**SUPPLIED TEXT**:
------------------------------

Pandas version checks
-
[X] I have checked that this issue has not already been reported.
-
[X] I have confirmed this bug exists on the latest version of pandas.
-
[X] I have confirmed this bug exists on the main branch of pandas.
Reproducible Example
import pandas as pd
pd.options.mode.copy_on_write = True
def df_merge(
left,
right,
how: Literal["left", "right", "inner", "outer", "cross"] = "inner",
on=None,
left_on=None,
right_on=None,
left_index: bool = False,
right_index: bool = False,
sort: bool = False,
suffixes=("_x", "_y"),
copy: bool = True,
indicator: bool = False,
validate=None,
):
if not pd.api.types.is_dtype_backend(left, "pyarrow"):
left = pa.Table.from_pandas(left).to_pandas()
if not pd.api.types.is_dtype_backend(right, "pyarrow"):
right = pa.Table.from_pandas(right).to_pandas()
Issue Description
I have a python project use pickle file ,pandas2.1, when it run in x86 centos7,cost 107s, but only need 71s in mac m2, and I upgrade pandas to 2.2.3,and set:pd.options.mode.copy_on_write = True and edit function df_merge(which is the most cost time fuciton), change df to arrow first。 then only need 35s。 but,same in x86 centos7,still need 100s,why arrow not work?

------------------------------

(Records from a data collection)

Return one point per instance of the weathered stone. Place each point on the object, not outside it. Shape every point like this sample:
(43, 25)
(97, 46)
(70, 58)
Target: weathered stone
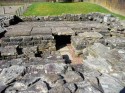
(72, 76)
(51, 79)
(62, 31)
(99, 64)
(9, 51)
(41, 31)
(54, 68)
(110, 84)
(60, 89)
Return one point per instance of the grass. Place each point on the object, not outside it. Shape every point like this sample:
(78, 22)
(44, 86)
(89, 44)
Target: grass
(50, 9)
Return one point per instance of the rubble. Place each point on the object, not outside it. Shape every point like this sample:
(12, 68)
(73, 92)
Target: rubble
(30, 62)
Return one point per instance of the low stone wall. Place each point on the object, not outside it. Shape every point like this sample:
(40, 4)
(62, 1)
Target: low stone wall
(22, 9)
(117, 6)
(101, 17)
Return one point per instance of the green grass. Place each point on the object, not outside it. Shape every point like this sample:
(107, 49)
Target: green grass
(47, 9)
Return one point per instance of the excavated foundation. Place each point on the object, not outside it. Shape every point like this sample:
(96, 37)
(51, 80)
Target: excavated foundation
(63, 54)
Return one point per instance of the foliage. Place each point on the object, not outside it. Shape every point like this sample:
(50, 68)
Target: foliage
(46, 9)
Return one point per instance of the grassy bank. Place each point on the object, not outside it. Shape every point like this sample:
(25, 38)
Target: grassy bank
(44, 9)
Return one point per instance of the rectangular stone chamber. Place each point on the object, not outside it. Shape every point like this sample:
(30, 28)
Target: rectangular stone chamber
(37, 37)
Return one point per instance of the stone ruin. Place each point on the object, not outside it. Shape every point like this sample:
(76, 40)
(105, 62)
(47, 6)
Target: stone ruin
(34, 60)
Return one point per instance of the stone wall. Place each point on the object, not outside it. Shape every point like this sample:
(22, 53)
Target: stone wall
(117, 6)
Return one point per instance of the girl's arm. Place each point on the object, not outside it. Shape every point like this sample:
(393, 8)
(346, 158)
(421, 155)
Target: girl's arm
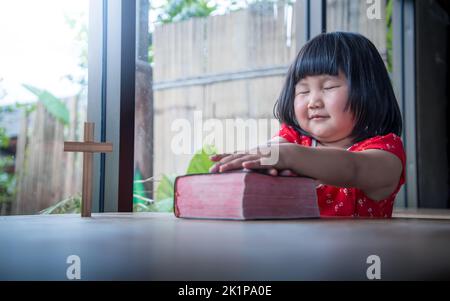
(375, 172)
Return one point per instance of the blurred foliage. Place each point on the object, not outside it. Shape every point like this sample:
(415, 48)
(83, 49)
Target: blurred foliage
(164, 196)
(389, 33)
(52, 104)
(7, 179)
(179, 10)
(69, 205)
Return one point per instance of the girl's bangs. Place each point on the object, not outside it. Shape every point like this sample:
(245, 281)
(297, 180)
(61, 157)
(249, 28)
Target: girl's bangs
(317, 58)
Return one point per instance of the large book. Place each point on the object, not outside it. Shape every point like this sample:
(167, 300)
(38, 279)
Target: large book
(243, 195)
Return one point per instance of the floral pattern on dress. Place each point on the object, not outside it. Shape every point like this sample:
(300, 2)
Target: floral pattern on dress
(336, 201)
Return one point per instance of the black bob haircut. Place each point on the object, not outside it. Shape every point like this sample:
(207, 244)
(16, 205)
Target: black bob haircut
(371, 96)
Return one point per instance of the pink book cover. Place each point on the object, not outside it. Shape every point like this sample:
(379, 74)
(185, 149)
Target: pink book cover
(243, 195)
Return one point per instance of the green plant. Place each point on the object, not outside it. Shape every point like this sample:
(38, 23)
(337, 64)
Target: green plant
(69, 205)
(164, 197)
(7, 180)
(389, 33)
(52, 104)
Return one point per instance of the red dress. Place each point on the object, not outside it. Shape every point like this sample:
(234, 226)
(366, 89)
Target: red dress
(336, 201)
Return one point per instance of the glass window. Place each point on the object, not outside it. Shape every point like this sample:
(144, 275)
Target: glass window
(43, 99)
(208, 74)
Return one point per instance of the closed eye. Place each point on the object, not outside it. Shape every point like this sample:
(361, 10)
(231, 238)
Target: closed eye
(302, 93)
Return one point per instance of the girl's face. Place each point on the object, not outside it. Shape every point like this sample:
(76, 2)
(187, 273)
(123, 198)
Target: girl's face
(319, 108)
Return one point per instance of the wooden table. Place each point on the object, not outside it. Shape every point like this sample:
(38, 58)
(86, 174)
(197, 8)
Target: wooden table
(152, 246)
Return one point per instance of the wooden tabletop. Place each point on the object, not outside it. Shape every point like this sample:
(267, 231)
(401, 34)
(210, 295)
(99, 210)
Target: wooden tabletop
(152, 246)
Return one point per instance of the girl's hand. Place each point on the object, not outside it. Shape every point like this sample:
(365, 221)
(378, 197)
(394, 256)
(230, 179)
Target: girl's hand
(255, 160)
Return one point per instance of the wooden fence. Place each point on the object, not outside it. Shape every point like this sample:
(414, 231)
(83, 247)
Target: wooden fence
(44, 173)
(233, 66)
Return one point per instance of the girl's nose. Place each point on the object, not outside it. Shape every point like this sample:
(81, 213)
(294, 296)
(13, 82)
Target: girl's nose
(315, 101)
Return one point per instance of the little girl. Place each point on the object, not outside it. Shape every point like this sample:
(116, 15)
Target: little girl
(340, 124)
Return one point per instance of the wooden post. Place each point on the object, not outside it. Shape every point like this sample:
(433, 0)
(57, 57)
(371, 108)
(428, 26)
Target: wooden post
(88, 147)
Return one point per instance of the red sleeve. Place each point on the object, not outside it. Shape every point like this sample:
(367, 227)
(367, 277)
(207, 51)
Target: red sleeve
(288, 133)
(390, 143)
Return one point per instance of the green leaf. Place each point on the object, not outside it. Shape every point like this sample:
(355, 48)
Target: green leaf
(165, 205)
(52, 104)
(138, 188)
(201, 163)
(69, 205)
(165, 188)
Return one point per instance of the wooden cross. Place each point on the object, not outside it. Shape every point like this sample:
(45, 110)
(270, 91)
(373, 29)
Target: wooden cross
(88, 147)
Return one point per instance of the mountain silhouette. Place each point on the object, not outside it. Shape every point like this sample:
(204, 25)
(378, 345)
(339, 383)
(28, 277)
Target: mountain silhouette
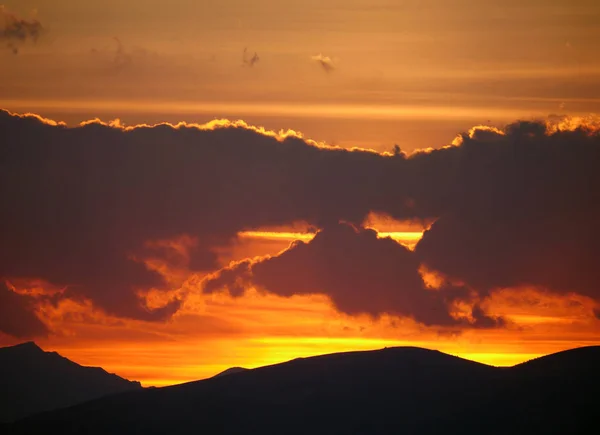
(390, 391)
(33, 381)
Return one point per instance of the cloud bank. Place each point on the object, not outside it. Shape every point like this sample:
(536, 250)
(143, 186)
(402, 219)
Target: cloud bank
(512, 208)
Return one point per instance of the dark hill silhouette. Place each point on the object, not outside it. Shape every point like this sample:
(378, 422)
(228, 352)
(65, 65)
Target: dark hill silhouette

------------------------------

**ASSIGNMENT**: Copy word for word the passage of the pandas bug report starting at "Pandas version checks" and ending at "branch of pandas.".

**ANSWER BOX**:
Pandas version checks
-
[X] I have checked that this issue has not already been reported.
-
[X] I have confirmed this bug exists on the latest version of pandas.
-
[X] I have confirmed this bug exists on the main branch of pandas.